— Begin Text segment —

If I'm right in saying that the power supply requires a minimum load of 100mA then it won't work properly at light loads. If the load is <100mA then the output voltage might be a lot higher than the rating, it could even shut down or oscillate.
 
That's got nothing to do with what I'm saying.

If I'm right in saying that the power supply requires a minimum load of 100mA then it won't work properly at light loads. If the load is <100mA then the output voltage might be a lot higher than the rating, it could even shut down or oscillate.

yeah i know i jjust said something that i made yeah i know what u said so i am all good. its just i dont have any electronics classes in school so i dont know the theory on electronics i just kind of looked at schematic and i said i coulod built it so here i am today
 
I can believe that, the older technology red to green LEDs seem to be more abuse tolerant.

Lol, this is slightly off topic but I can remember seeing the first blue LED in the Maplin catalogue back in around 1995. It was about £4 which is about US $8. I don't know what that is in today's money but it's a hell of a lot for a single diffused 5mm blue LED that only emmited about 0.6mcd!

— End Text segment —
— Begin Excerpted records —

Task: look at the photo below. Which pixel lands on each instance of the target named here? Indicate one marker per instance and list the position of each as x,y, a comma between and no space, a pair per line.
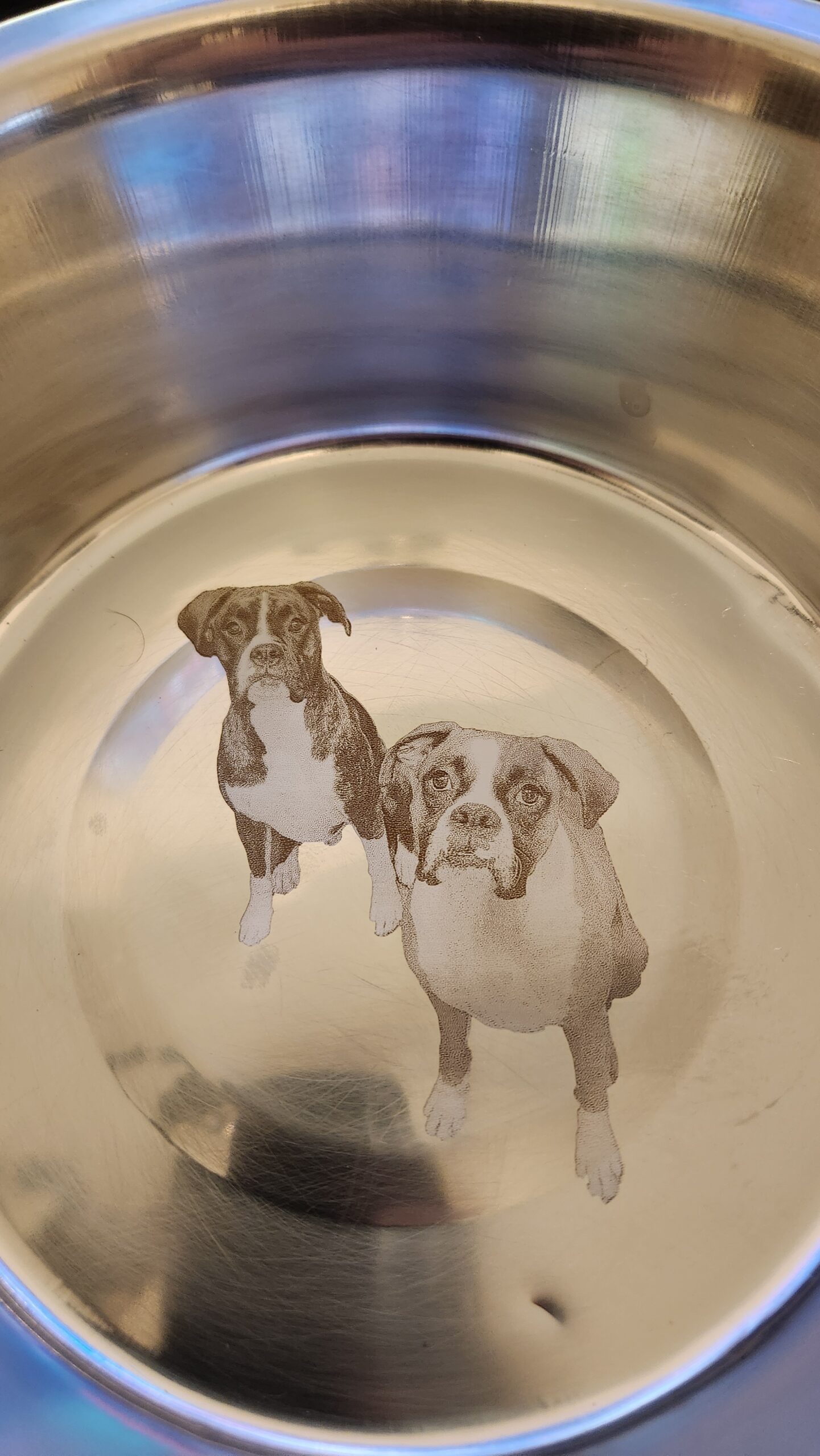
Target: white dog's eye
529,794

— End Excerpted records —
— Begin Excerpted records —

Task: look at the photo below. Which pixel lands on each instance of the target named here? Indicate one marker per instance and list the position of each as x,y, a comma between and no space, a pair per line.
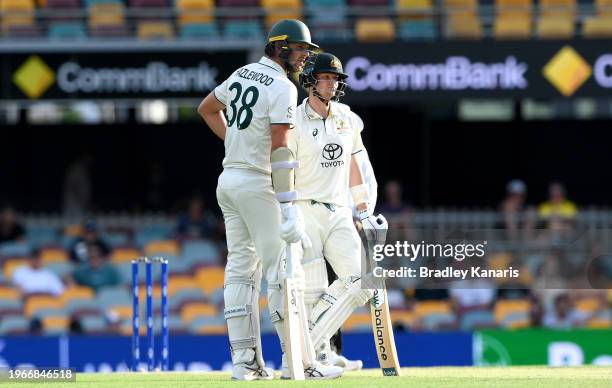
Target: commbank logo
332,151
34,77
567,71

— End Excerpted records —
— Begin Excerpted records —

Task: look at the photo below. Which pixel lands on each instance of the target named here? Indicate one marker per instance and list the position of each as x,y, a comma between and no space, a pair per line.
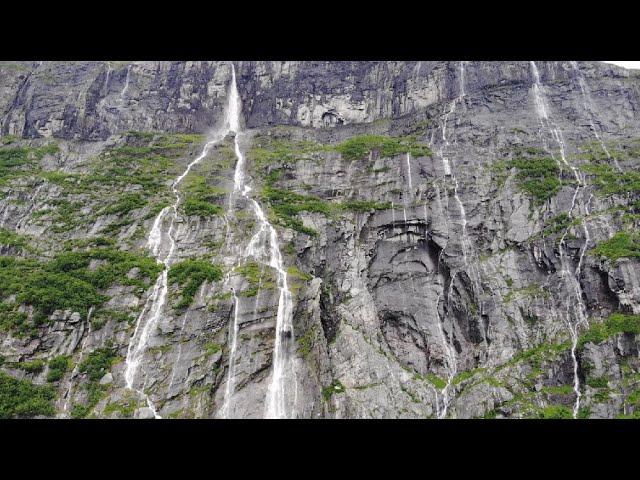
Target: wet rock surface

— End Excerpted records —

■ Instruction
In the forum thread, what did the first blue LED in the Maplin catalogue cost?

■ Solution to this problem
About £4, which is about US $8.